**Request**
Rewrite the passage on criminal prosecutions between "In all criminal" and "for his defence.", inclusive, changing "jury" to "tribunal".

**Extract**

────────────────────────────────────────

In all criminal prosecutions, the accused shall enjoy the right to a speedy and public trial, by an impartial jury of the State and district wherein the crime shall have been committed, which district shall have been previously ascertained by law, and to be informed of the nature and cause of the accusation; to be confronted with the witnesses against him; to have compulsory process for obtaining witnesses in his favor, and to have the Assistance of Counsel for his defence.

────────────────────────────────────────

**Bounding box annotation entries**

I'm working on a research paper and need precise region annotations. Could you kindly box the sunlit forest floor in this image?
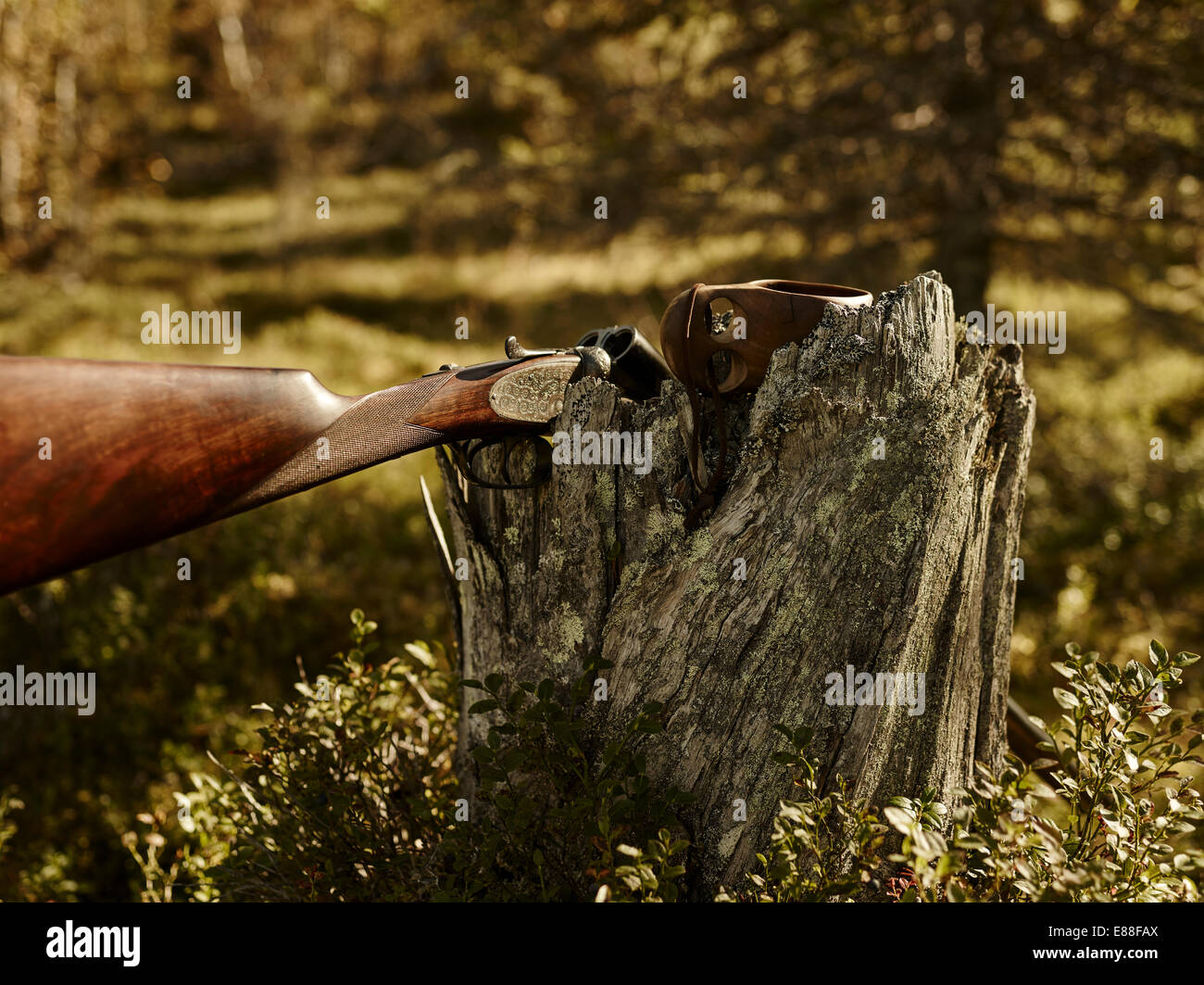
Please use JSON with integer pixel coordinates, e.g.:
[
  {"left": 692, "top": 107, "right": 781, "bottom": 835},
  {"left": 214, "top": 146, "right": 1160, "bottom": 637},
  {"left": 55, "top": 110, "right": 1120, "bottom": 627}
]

────────────────────────────────────────

**Exercise answer**
In all criminal prosecutions, the accused shall enjoy the right to a speedy and public trial, by an impartial tribunal of the State and district wherein the crime shall have been committed, which district shall have been previously ascertained by law, and to be informed of the nature and cause of the accusation; to be confronted with the witnesses against him; to have compulsory process for obtaining witnesses in his favor, and to have the Assistance of Counsel for his defence.